▸ **Problem requirements**
Return each line of the records that contains the word "chrome", matching its case exactly.

[Start]

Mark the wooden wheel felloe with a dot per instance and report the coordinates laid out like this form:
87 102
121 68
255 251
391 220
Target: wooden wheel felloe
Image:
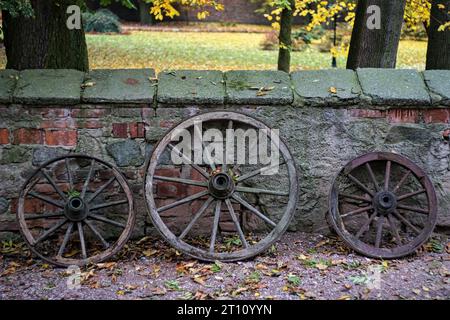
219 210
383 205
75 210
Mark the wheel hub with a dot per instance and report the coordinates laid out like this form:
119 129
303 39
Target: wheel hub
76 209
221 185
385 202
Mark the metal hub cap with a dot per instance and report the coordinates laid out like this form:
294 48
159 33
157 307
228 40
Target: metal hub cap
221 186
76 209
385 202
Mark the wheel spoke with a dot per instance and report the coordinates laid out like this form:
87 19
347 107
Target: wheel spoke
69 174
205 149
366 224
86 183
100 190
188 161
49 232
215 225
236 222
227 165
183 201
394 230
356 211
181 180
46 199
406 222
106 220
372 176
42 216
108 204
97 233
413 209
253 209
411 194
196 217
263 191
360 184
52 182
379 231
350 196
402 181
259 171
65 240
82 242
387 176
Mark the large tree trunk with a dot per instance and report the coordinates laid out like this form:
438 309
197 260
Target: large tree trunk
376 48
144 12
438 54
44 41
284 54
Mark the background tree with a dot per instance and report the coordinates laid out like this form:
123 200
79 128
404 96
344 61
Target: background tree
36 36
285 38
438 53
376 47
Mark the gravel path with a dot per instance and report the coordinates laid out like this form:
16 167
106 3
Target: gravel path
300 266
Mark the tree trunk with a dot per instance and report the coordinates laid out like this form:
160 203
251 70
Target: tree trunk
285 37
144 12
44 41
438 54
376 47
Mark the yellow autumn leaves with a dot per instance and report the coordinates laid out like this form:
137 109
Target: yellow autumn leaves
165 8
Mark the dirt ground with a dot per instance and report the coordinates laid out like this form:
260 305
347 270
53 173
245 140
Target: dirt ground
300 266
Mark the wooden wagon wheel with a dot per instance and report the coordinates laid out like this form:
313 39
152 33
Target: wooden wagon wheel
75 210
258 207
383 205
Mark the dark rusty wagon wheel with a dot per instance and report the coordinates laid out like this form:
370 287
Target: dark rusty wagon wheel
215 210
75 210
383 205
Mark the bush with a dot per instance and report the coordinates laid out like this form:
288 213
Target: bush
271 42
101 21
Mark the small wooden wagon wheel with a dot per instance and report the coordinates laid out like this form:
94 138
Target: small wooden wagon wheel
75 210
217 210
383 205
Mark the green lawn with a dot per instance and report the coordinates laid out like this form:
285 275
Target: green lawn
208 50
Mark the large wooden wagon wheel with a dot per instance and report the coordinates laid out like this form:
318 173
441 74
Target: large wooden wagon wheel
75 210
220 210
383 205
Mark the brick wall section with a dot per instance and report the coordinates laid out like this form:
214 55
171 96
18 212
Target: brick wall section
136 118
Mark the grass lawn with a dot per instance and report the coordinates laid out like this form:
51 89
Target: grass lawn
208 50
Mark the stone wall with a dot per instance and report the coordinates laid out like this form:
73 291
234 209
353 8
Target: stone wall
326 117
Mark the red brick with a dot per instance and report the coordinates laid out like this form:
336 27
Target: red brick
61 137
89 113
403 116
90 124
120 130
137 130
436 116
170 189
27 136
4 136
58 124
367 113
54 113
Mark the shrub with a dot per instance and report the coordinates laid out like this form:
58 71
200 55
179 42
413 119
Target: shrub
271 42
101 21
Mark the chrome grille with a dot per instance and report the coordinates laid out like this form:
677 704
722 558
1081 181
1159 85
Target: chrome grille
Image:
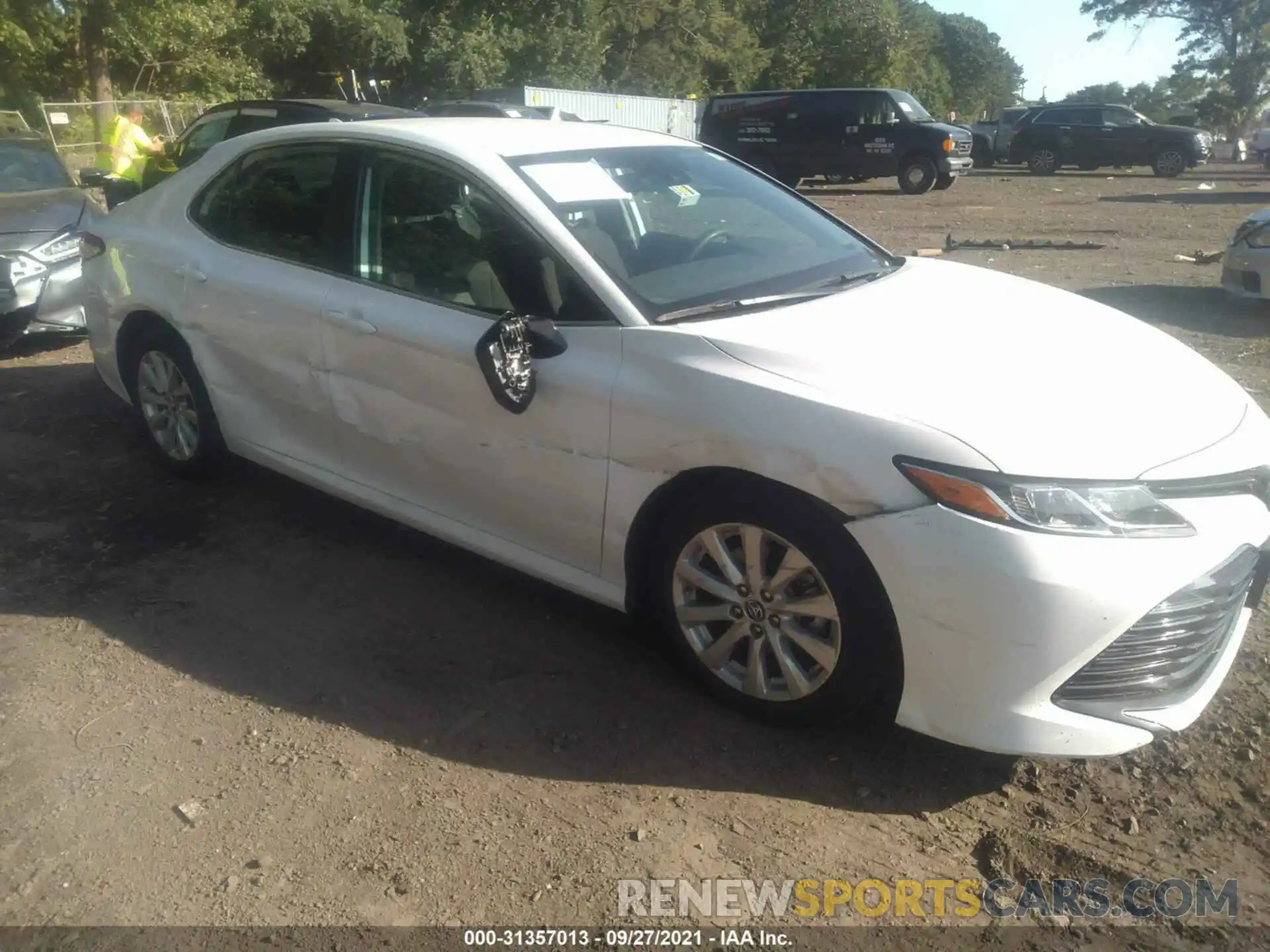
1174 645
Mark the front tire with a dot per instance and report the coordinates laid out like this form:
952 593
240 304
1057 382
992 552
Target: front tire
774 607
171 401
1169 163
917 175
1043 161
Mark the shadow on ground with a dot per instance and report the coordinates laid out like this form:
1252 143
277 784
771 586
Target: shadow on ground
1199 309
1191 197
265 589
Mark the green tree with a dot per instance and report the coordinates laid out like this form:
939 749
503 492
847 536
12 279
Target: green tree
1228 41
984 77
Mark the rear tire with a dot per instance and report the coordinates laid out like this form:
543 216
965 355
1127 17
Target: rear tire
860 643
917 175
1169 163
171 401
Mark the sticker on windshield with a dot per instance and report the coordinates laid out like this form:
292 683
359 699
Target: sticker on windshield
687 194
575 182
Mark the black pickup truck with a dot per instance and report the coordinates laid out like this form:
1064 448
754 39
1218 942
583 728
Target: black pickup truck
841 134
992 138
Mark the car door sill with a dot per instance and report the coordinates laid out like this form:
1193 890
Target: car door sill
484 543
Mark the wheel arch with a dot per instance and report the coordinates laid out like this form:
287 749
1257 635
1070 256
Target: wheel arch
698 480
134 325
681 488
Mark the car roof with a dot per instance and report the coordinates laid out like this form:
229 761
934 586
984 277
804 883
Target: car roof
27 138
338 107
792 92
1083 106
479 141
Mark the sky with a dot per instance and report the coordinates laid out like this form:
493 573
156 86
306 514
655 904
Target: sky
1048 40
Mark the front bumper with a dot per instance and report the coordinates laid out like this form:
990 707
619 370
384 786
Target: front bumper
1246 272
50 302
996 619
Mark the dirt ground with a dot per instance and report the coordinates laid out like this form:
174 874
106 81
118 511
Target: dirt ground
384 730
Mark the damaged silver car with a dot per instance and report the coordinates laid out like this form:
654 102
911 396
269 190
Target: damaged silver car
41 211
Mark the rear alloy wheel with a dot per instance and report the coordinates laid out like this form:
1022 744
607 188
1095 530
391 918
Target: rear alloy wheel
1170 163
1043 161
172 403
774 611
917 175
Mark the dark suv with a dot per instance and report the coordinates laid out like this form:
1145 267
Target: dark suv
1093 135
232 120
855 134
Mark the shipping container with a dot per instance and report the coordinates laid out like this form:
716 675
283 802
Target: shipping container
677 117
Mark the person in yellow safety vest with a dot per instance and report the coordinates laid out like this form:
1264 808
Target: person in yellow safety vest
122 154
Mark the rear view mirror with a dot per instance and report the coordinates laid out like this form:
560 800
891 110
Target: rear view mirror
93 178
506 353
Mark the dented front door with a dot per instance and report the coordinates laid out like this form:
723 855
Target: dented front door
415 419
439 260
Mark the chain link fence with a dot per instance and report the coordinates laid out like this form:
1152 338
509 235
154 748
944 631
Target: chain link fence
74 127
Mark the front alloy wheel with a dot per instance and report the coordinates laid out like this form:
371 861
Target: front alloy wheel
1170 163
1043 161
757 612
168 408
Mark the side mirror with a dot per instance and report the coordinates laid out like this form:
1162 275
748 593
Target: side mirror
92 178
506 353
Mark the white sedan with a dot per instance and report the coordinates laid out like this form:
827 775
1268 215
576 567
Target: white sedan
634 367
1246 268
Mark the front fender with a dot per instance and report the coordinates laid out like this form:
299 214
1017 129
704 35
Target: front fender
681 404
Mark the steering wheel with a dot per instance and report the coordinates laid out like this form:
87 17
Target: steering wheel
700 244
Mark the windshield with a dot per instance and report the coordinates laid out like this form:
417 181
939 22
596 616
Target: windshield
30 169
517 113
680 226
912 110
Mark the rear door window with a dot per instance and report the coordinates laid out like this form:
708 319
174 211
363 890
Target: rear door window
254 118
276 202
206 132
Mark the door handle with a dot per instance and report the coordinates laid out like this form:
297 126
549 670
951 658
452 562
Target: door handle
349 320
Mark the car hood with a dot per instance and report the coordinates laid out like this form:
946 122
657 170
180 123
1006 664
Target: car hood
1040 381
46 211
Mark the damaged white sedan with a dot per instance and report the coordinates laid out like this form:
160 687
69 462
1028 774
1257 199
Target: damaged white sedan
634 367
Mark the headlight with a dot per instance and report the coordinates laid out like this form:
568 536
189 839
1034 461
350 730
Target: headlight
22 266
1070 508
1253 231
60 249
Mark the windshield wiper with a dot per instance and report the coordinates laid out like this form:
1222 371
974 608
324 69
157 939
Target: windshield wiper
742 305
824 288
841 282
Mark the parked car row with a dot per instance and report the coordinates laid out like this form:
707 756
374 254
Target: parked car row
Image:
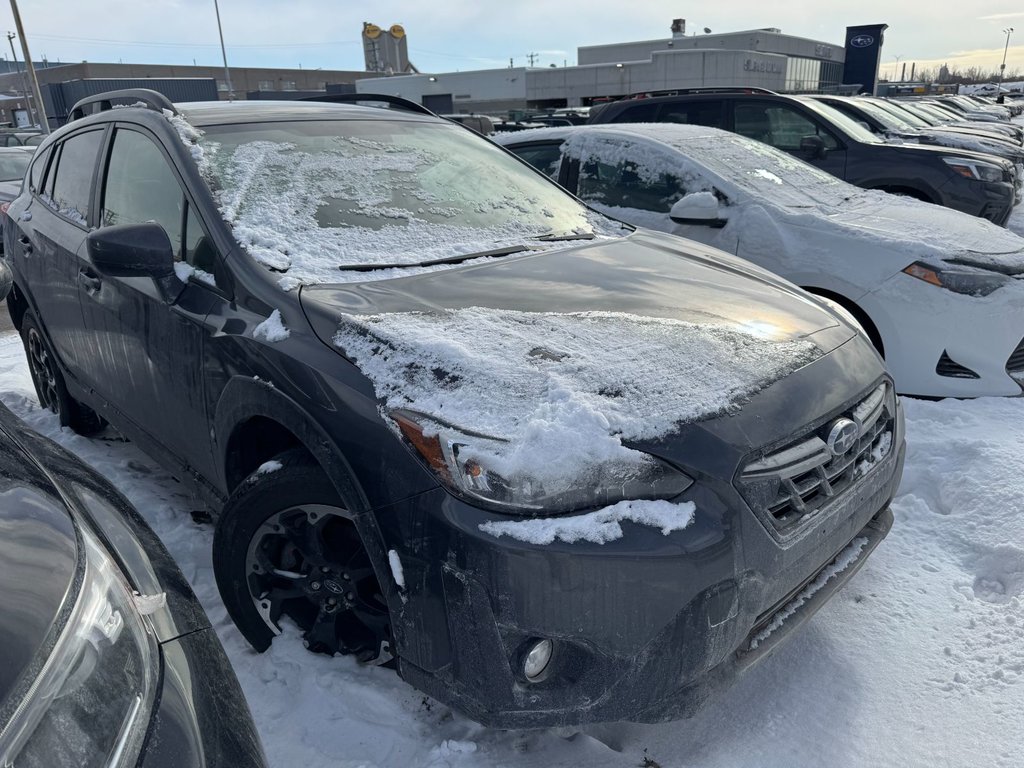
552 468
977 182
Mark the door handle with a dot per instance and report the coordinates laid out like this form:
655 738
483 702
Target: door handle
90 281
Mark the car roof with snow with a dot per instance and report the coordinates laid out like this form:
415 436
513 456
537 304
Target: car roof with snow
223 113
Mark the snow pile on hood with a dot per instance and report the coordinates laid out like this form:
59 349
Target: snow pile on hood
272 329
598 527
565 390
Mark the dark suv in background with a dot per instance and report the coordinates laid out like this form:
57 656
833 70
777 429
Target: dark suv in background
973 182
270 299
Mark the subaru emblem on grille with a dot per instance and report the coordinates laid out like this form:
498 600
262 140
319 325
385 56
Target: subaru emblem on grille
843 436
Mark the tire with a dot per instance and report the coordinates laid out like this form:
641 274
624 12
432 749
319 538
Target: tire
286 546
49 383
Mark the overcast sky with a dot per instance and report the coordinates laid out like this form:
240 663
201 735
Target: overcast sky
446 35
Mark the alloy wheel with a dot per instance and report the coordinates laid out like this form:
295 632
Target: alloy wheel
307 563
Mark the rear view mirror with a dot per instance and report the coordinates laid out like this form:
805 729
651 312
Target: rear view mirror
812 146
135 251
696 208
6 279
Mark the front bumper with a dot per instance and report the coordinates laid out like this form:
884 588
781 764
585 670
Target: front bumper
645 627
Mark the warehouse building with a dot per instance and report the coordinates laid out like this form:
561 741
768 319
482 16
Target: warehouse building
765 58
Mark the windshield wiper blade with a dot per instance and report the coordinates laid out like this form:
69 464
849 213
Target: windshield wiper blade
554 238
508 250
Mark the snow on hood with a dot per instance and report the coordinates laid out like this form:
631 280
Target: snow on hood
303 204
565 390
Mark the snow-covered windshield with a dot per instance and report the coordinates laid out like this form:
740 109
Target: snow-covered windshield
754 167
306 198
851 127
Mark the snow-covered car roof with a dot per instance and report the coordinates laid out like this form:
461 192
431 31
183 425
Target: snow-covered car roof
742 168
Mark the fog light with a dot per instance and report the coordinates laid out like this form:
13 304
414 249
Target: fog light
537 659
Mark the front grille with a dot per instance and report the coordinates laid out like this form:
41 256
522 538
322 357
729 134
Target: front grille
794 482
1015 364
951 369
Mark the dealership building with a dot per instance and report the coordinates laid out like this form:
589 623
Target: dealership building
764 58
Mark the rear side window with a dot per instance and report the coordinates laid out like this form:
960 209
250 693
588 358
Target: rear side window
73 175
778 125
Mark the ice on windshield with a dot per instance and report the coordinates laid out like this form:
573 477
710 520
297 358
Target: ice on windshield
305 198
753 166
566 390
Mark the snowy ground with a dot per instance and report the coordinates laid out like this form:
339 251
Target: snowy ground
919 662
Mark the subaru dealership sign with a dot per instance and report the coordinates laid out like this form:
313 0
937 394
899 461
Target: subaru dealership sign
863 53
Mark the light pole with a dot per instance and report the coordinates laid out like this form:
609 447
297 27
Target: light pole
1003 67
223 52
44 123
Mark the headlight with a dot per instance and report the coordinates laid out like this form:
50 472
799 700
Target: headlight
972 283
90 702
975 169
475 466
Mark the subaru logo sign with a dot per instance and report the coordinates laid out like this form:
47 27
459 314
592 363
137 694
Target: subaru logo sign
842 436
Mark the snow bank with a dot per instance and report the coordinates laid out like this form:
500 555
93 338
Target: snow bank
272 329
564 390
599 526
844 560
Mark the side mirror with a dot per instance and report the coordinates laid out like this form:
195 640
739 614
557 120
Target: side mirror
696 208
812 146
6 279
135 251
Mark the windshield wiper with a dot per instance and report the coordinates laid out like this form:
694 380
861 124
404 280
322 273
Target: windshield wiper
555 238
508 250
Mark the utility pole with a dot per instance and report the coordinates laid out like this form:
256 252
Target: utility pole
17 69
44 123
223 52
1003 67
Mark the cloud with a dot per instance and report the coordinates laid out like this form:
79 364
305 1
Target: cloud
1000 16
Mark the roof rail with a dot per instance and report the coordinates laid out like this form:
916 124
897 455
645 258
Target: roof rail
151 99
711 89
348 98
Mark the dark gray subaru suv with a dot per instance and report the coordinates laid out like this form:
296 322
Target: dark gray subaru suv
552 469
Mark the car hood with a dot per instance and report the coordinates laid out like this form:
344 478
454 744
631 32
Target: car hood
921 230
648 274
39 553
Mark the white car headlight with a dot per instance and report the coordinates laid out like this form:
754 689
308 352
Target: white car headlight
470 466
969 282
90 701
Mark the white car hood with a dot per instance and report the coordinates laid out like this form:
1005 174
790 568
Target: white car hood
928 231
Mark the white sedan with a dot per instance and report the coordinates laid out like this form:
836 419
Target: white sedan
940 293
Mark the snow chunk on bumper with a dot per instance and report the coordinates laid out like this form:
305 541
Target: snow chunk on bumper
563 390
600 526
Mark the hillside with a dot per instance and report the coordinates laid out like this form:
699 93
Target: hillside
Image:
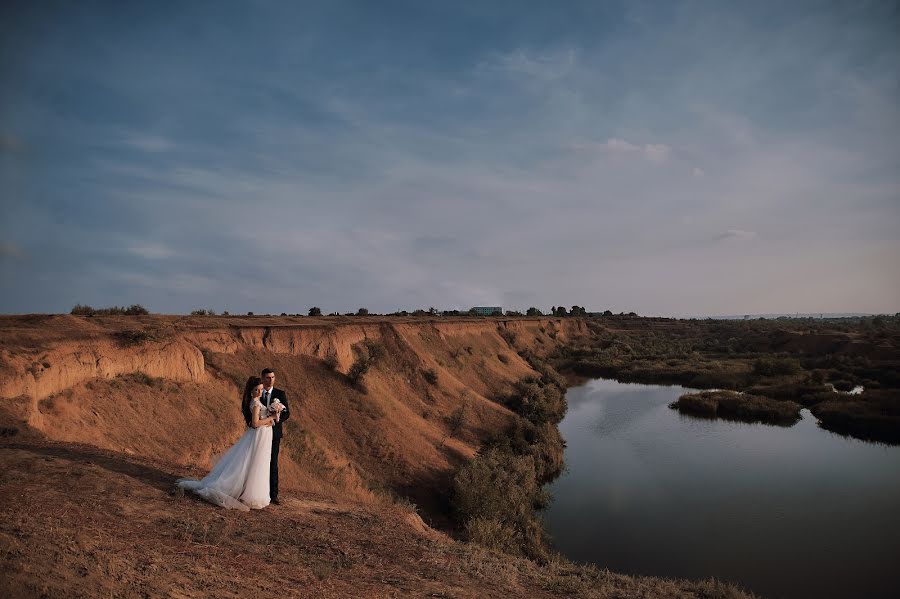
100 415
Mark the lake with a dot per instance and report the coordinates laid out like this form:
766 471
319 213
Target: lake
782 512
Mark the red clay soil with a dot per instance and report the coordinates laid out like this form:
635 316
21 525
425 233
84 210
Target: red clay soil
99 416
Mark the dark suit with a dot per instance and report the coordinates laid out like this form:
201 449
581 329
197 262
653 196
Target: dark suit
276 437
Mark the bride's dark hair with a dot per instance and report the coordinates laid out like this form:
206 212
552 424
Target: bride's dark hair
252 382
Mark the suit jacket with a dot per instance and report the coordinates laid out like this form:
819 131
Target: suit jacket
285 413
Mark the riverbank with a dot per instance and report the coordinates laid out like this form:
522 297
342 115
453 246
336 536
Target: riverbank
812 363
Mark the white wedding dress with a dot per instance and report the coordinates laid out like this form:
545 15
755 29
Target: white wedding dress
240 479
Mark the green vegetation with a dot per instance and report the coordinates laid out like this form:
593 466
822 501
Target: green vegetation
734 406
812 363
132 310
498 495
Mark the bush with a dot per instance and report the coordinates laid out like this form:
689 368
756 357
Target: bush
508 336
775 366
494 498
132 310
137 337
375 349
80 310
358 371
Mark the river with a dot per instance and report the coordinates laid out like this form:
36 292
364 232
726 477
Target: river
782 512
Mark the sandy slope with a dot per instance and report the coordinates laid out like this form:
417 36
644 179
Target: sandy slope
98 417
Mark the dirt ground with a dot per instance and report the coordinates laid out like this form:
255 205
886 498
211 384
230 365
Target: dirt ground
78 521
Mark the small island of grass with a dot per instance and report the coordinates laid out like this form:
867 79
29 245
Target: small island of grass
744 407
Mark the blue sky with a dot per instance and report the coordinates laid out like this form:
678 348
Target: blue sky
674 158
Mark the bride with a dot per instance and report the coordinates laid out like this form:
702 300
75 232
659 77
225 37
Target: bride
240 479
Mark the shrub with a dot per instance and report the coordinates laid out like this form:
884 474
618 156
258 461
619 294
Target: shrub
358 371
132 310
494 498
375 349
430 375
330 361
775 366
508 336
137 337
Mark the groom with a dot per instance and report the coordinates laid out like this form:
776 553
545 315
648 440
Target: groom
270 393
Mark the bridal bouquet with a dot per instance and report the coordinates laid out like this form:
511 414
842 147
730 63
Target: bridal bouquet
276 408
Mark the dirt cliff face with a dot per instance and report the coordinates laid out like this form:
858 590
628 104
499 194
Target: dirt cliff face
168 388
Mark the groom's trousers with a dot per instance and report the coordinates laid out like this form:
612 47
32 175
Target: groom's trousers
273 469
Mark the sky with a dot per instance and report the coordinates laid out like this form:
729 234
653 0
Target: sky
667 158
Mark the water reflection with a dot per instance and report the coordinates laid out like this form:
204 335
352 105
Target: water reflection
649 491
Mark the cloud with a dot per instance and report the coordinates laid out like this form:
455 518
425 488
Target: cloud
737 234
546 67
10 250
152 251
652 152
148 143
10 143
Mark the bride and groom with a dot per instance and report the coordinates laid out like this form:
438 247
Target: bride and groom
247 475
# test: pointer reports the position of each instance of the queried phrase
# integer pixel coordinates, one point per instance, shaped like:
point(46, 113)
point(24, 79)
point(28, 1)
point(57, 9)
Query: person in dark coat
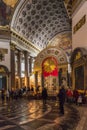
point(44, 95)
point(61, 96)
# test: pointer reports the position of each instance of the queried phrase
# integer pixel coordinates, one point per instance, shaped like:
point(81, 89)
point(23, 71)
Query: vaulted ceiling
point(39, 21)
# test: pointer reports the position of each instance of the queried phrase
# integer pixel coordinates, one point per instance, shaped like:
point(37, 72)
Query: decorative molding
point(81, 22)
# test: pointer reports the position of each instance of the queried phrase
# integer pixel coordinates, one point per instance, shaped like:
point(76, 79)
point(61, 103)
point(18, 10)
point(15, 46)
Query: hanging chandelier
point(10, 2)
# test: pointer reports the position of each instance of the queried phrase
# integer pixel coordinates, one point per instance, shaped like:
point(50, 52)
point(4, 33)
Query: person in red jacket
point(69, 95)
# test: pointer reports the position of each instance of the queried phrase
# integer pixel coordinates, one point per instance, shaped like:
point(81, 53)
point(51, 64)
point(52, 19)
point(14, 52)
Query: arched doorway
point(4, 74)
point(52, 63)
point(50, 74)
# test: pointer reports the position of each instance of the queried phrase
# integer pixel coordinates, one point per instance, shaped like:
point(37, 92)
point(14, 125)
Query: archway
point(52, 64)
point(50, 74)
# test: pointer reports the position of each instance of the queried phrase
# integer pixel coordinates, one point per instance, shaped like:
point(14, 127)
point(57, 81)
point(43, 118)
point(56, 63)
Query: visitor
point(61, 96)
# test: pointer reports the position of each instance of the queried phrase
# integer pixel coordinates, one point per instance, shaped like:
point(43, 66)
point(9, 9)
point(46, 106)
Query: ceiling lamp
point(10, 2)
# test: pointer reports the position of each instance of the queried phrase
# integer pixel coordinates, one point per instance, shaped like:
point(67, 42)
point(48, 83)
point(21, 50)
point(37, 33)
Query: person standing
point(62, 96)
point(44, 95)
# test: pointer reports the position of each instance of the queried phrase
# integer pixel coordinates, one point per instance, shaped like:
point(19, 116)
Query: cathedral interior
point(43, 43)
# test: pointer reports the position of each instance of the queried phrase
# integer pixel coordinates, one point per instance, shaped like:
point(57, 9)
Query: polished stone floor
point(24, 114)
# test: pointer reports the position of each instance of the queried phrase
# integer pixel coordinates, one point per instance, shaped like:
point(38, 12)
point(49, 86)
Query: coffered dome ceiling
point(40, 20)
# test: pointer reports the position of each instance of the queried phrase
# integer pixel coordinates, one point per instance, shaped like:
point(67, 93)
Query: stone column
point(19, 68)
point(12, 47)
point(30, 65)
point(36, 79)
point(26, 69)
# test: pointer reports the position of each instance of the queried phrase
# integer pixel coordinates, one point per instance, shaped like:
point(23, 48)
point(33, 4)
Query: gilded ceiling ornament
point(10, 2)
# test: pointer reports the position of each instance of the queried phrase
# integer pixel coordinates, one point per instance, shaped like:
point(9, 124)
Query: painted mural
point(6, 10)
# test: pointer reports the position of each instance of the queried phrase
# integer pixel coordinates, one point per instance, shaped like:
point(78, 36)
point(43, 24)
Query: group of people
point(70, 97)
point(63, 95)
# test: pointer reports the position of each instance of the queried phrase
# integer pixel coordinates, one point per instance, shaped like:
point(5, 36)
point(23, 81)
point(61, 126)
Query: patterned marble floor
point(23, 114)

[End]

▸ **Answer for the task**
Mark the chrome grille with a dot per instance and report the coordinates laid out like this form:
Target: chrome grille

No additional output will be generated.